### [ACTION ITEM]
Where a line holds the word "every", copy that line from the data below.

Point localization data
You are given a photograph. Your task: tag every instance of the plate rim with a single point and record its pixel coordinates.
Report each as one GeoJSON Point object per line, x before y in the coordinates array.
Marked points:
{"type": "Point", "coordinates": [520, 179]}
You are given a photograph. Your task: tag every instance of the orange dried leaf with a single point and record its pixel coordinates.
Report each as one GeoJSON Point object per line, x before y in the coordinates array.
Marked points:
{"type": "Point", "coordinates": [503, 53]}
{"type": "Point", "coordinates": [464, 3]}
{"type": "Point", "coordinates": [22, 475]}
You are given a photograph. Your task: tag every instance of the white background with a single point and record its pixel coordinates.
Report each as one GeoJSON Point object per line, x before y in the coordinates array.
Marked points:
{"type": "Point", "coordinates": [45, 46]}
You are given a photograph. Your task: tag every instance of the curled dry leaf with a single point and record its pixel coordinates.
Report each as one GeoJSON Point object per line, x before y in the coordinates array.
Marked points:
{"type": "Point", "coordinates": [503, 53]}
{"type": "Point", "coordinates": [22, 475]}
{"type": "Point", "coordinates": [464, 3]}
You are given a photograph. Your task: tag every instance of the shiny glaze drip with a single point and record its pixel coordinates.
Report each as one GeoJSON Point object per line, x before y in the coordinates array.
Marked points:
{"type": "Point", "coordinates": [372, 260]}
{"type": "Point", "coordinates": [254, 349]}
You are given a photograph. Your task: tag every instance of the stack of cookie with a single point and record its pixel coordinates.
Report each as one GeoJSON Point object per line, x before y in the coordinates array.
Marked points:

### [ANSWER BOX]
You are given a photograph. Your task: tag every instance of the plate rim with a single point and record its pixel coordinates.
You are given a photograph. Your task: tag every instance of the orange dried leaf with a single point and record its pixel coordinates.
You are given a photograph. Your task: tag every instance of the white background with a single point and record its pixel coordinates.
You are given a photograph. Your task: tag every instance of the curled dry leaf with a single point and record its pixel coordinates.
You are given a photograph. Your task: tag every instance of the shiny glaze drip with a single point and record its pixel coordinates.
You are given a photograph. Your task: tag every instance of the stack of cookie with a single point and record its pixel coordinates.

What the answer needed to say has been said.